Exercise objective: Produce a word-for-word restatement of the lines from the line with "Two rules. Place a point on every instance of the vegetation" to the end of the listing below, inclusive.

Excerpted data:
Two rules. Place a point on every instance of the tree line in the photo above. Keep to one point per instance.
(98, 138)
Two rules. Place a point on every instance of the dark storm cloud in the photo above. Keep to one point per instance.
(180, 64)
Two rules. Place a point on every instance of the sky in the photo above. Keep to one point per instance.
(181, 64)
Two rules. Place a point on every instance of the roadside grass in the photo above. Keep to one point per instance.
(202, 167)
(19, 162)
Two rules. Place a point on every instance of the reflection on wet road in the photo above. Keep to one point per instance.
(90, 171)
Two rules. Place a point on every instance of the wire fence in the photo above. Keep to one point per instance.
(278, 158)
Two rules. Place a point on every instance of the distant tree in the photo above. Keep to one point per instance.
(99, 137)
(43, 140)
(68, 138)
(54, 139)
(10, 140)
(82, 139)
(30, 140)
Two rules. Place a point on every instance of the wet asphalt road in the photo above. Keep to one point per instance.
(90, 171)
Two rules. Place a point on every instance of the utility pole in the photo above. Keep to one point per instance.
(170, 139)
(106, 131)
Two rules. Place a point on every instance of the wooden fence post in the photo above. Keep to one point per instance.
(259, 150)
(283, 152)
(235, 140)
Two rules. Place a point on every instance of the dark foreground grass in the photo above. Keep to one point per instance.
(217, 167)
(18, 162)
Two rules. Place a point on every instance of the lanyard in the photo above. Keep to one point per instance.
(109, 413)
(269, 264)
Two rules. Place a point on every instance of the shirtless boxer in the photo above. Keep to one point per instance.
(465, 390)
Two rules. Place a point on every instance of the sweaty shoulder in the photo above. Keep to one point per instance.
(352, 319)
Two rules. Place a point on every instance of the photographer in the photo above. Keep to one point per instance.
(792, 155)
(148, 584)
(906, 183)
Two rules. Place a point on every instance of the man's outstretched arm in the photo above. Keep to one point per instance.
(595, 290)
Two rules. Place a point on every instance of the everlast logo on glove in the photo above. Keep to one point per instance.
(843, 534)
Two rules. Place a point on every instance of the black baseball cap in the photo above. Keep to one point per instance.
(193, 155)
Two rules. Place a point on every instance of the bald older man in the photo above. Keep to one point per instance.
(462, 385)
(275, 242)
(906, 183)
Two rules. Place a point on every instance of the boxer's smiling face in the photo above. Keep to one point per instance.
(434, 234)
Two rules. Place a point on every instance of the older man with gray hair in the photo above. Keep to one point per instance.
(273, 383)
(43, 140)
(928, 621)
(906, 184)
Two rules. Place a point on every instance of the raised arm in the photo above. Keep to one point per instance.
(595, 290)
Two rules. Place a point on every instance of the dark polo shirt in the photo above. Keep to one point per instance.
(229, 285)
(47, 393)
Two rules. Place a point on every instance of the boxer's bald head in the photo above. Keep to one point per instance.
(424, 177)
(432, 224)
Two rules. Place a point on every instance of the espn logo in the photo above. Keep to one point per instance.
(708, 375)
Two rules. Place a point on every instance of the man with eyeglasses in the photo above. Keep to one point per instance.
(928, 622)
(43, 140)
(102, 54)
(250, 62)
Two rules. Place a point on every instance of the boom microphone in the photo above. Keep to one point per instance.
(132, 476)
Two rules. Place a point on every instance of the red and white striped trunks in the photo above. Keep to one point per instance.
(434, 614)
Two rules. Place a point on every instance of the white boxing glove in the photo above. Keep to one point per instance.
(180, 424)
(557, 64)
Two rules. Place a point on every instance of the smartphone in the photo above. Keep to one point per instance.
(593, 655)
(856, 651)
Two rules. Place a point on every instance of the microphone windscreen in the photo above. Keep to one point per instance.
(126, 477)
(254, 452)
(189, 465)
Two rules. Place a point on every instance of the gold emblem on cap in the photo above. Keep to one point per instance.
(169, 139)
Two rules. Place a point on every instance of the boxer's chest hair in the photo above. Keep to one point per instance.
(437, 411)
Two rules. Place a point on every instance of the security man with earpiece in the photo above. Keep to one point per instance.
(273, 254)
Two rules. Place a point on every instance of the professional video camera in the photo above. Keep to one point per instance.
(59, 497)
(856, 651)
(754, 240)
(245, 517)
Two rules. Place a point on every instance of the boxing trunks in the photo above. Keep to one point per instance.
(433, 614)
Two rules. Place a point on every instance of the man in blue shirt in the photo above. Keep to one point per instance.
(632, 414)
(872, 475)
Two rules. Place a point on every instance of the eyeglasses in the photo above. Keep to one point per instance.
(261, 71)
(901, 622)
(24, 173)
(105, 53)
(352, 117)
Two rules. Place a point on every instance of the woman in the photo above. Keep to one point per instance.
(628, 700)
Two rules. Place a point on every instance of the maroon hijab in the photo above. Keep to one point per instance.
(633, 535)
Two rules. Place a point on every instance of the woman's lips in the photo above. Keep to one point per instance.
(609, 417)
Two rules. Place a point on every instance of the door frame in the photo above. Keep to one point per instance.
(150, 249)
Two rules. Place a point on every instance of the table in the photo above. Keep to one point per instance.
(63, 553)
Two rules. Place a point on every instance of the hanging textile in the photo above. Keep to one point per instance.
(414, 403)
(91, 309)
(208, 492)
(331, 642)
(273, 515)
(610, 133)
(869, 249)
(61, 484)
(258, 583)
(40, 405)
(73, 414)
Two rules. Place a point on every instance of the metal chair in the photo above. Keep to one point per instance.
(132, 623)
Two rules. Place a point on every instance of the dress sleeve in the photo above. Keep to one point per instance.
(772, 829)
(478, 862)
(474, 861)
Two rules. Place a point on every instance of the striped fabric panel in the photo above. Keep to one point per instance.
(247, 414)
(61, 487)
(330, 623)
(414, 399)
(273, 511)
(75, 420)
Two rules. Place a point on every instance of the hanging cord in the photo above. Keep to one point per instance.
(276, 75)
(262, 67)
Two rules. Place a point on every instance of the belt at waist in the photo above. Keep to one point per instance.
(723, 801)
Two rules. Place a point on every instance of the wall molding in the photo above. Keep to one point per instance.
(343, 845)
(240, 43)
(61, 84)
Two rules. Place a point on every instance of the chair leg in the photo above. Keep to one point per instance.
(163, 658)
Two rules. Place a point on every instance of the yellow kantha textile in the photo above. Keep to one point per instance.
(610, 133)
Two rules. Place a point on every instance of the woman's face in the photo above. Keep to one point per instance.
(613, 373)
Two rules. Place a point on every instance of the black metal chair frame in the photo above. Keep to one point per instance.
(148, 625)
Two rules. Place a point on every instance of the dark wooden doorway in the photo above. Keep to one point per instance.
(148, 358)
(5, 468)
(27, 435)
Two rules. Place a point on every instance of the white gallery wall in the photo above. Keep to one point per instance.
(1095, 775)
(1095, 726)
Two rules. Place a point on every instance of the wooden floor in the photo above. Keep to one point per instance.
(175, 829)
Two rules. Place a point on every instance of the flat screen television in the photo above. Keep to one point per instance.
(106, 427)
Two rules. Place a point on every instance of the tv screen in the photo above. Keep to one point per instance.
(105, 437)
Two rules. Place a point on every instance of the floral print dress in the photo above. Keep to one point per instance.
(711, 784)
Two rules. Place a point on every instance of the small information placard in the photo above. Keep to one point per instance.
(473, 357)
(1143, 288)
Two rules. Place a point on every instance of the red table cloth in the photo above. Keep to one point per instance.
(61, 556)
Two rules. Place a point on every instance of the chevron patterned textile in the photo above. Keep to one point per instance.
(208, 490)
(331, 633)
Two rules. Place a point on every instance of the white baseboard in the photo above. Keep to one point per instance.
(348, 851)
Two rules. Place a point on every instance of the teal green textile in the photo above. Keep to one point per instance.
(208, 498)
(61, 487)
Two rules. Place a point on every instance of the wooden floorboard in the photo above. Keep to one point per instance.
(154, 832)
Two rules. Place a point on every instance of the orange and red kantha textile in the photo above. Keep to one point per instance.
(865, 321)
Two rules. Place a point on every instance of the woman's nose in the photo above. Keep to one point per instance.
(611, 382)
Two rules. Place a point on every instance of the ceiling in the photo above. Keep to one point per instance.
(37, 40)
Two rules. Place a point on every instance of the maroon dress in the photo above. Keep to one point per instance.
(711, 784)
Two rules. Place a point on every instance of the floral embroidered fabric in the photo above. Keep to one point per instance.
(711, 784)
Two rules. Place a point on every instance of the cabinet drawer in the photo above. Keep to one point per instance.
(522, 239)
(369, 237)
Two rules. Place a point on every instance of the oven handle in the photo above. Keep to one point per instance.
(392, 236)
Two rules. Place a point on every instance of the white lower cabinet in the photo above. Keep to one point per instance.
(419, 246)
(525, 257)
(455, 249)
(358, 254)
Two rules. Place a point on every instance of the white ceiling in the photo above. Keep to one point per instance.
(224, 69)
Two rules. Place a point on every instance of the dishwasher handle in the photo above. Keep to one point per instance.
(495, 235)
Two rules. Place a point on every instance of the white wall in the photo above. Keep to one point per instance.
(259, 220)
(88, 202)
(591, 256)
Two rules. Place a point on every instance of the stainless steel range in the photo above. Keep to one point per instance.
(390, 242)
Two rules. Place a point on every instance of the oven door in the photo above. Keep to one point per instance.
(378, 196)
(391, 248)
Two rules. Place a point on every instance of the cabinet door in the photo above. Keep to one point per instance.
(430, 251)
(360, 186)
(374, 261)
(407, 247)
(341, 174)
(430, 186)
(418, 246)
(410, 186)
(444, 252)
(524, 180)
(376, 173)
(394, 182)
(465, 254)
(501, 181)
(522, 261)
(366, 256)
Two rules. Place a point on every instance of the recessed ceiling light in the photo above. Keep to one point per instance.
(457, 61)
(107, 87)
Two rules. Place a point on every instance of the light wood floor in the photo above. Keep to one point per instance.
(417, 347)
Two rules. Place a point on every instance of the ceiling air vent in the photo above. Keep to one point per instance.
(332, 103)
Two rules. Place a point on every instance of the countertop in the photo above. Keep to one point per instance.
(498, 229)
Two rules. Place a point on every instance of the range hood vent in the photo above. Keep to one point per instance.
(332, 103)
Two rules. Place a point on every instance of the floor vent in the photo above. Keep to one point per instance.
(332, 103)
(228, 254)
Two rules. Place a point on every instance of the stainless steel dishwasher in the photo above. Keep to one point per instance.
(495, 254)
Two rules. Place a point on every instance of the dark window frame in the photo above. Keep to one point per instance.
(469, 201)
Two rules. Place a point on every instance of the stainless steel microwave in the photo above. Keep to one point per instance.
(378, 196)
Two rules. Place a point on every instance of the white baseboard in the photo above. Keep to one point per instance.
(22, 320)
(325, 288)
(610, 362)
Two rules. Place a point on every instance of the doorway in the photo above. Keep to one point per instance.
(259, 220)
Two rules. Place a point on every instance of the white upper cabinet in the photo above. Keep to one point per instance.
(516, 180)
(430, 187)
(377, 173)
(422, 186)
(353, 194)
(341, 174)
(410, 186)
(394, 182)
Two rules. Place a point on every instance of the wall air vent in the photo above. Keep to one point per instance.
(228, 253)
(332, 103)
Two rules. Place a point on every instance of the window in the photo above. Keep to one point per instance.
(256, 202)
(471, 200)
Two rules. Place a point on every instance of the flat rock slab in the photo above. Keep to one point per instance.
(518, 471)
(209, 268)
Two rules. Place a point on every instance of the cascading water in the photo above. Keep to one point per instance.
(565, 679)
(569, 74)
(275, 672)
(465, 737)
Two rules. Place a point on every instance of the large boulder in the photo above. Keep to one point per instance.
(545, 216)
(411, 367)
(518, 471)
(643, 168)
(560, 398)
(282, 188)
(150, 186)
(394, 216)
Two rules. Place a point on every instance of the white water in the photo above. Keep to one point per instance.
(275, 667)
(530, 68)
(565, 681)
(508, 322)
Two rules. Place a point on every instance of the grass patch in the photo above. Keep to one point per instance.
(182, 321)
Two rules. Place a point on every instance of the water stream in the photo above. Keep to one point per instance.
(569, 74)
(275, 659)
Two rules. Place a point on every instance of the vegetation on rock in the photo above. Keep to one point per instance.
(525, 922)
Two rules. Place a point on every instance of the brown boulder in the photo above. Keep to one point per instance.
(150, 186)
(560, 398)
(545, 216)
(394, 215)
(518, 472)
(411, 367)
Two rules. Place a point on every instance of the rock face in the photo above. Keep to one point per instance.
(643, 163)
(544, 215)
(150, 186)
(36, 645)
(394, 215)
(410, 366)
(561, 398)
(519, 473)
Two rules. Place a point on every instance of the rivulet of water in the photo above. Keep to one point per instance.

Solution to the exercise:
Two rules. Place a point on every instance of the vegetation on rock in the photo above. Keep to one point per instance.
(525, 922)
Two rules. Place a point on every instance of the brown boulder in the photo above. Keep to one point per instance.
(150, 186)
(560, 398)
(545, 216)
(394, 215)
(518, 472)
(411, 367)
Two rules. Place a point on every instance of the rock face in the photo above. Keep to one point per instance.
(643, 163)
(544, 215)
(150, 186)
(36, 645)
(394, 215)
(410, 366)
(561, 398)
(519, 473)
Two rules. Place a point on every instance of the rivulet of water in the photo above. Keep to one point per instance.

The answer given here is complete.